GOAL OF THE EXERCISE - Scan the records for lines with the word "striped", and copy every such line.

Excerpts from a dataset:

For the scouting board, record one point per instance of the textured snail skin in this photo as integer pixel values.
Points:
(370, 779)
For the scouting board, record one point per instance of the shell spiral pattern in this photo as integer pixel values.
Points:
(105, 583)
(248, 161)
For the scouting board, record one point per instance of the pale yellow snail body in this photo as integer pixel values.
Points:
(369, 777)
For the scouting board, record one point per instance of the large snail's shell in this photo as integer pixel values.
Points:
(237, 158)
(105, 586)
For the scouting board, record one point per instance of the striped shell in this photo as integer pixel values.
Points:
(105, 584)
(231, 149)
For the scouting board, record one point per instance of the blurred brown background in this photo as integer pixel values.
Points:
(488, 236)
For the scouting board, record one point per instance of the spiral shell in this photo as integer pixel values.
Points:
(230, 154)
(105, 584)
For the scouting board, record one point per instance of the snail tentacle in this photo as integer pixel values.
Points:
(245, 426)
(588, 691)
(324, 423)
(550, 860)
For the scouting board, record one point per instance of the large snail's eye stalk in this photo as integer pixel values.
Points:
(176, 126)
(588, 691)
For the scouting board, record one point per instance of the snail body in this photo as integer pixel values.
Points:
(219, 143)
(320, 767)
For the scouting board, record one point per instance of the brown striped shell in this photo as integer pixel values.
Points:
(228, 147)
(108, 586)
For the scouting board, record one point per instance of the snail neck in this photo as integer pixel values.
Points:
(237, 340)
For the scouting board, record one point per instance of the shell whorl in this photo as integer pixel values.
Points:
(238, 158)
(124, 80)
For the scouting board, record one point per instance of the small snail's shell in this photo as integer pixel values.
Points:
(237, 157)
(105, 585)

EXPECTED ANSWER -
For the scouting board, record one point per instance of the striped shell in this photo as integer pixel values.
For the scouting board, record one point per instance of the brown striped shell in this photo as integer pixel values.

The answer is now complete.